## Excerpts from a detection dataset
.....
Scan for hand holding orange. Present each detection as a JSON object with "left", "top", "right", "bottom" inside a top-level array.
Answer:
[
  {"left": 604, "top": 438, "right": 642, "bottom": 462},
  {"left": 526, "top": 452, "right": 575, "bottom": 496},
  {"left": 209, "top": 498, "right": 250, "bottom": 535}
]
.....
## WHAT THE TASK REQUIRES
Please write out each of the records above word for word.

## FULL SOLUTION
Scan for hand holding orange. Present each detection as a JSON object with "left", "top", "right", "bottom" inside a top-level array.
Answer:
[
  {"left": 604, "top": 438, "right": 642, "bottom": 462},
  {"left": 526, "top": 452, "right": 575, "bottom": 496},
  {"left": 209, "top": 498, "right": 250, "bottom": 535}
]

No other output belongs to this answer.